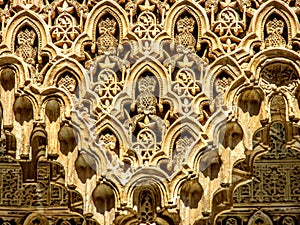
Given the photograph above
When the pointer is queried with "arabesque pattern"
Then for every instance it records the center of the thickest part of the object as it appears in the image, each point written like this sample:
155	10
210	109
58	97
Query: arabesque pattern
142	112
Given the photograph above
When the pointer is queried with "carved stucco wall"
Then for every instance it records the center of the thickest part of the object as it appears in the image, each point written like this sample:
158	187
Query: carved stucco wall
149	112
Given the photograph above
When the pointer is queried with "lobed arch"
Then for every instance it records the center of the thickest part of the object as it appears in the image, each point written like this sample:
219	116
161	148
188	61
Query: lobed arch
113	124
269	8
187	123
67	65
250	99
62	97
34	102
269	101
26	18
151	176
268	56
101	9
231	68
193	9
259	215
105	194
155	68
22	73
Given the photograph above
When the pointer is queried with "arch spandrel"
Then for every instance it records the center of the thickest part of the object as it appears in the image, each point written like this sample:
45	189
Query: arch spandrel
149	112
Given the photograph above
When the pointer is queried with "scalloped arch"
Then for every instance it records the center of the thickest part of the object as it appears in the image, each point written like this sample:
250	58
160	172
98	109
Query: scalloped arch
30	19
22	71
269	8
155	176
155	68
101	9
192	8
67	65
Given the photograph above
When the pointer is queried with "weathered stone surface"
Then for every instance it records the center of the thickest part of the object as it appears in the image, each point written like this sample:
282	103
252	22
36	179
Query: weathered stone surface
149	112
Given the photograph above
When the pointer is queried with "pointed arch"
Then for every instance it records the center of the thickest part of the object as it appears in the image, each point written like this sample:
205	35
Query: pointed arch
269	8
101	9
151	66
72	67
21	70
260	216
224	65
148	176
193	9
31	19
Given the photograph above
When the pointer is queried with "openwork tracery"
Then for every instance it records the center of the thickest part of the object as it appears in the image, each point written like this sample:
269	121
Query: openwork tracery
149	112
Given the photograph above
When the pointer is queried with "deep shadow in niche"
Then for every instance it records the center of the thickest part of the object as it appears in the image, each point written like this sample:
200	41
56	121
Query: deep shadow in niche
104	198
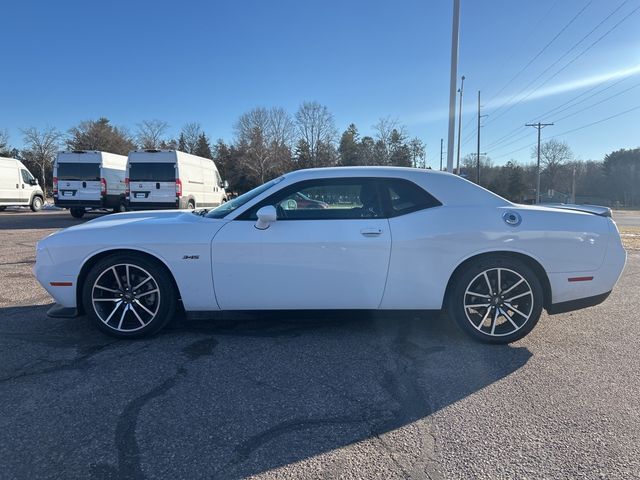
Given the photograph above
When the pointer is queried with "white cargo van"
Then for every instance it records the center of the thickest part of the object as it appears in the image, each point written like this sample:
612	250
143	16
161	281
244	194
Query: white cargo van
18	187
89	179
171	179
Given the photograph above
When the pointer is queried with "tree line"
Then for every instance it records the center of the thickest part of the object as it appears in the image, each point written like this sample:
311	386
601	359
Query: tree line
271	141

■ Goal
Set the pictures aside and transcribe the data above exactly.

■ Complete output
Given the photograph above
When the pointer is queried with "arabesque pattern"
Then for every instance it records the center of the thickest part of the object as it appears in the image, each point written like this sample:
155	10
210	109
58	97
Query: arabesque pattern
142	112
Given the photograph above
When the pointer is queried with "carved stucco wall"
Then for every instance it records the center of the thickest part of the object as it appears in the image, each point written like this sample:
158	187
Query: carved stucco wall
149	112
Given the photograph above
When the pointer is queried with "lobed arch"
Then for every instance it records the center of the thickest part of the object as it appears in the image, each point written like this sample:
219	116
161	148
188	61
Query: lobed arch
113	124
269	8
187	123
67	65
250	99
62	97
34	102
269	101
26	18
151	176
268	56
101	9
231	68
193	9
259	215
105	194
155	68
22	73
Given the photograph above
When the pointer is queried with "arch spandrel"
Then for every instance it records the center of the thickest part of the object as it appears in the image, each point written like this sample:
45	189
Query: arch spandrel
149	112
Given the photograph above
When the pointer is queried with "scalloped arch"
Then for every instance it records the center of the thickest part of the object as it appears in the image, each point written like this sample:
250	58
160	172
98	109
Query: scalloped arch
30	19
22	71
269	8
155	176
155	68
101	9
192	8
67	65
Given the photograph above
When the pointer is queried with "weathered stone surface"
Then for every instance it records the center of the thickest part of the object as it appears in the image, each point written like this sample:
282	103
252	22
36	179
Query: weathered stone surface
149	112
Given the photograph above
When the pointer is queried with "pointed arch"
Then for every instance it records the center of the thickest part of the object as it appears in the image, each point written like this sample:
205	35
Query: pointed arch
269	8
101	9
151	66
72	67
21	70
260	216
224	65
148	176
193	9
31	19
Given the photograph above
When the pointer is queried with "openwork tracery"
Then for every instance it records the center of the thickest part of the object as it appears in the image, each point written like this sample:
269	121
Query: openwork tracery
149	112
Given the photograph above
When the pointer is queried with "deep shadow in niche"
Then for every instance it records the center of the thickest part of the object as it appears in the image, each point written like this sample:
200	41
56	121
Query: deep shadow in niche
104	198
Given the photograph above
When the pointer is queried with "white cargo van"
Then for every instance it records the center of the thickest part of the object as it appears in the image, each point written like this sample:
612	250
143	16
161	281
244	194
Query: white cargo van
18	187
89	179
171	179
Given the photograph above
When the pointer is queried with "tree line"
Then for every instance it records the center of the thickest part of the object as it appears in the image, each point written like this sample:
311	386
601	359
Query: tree line
271	141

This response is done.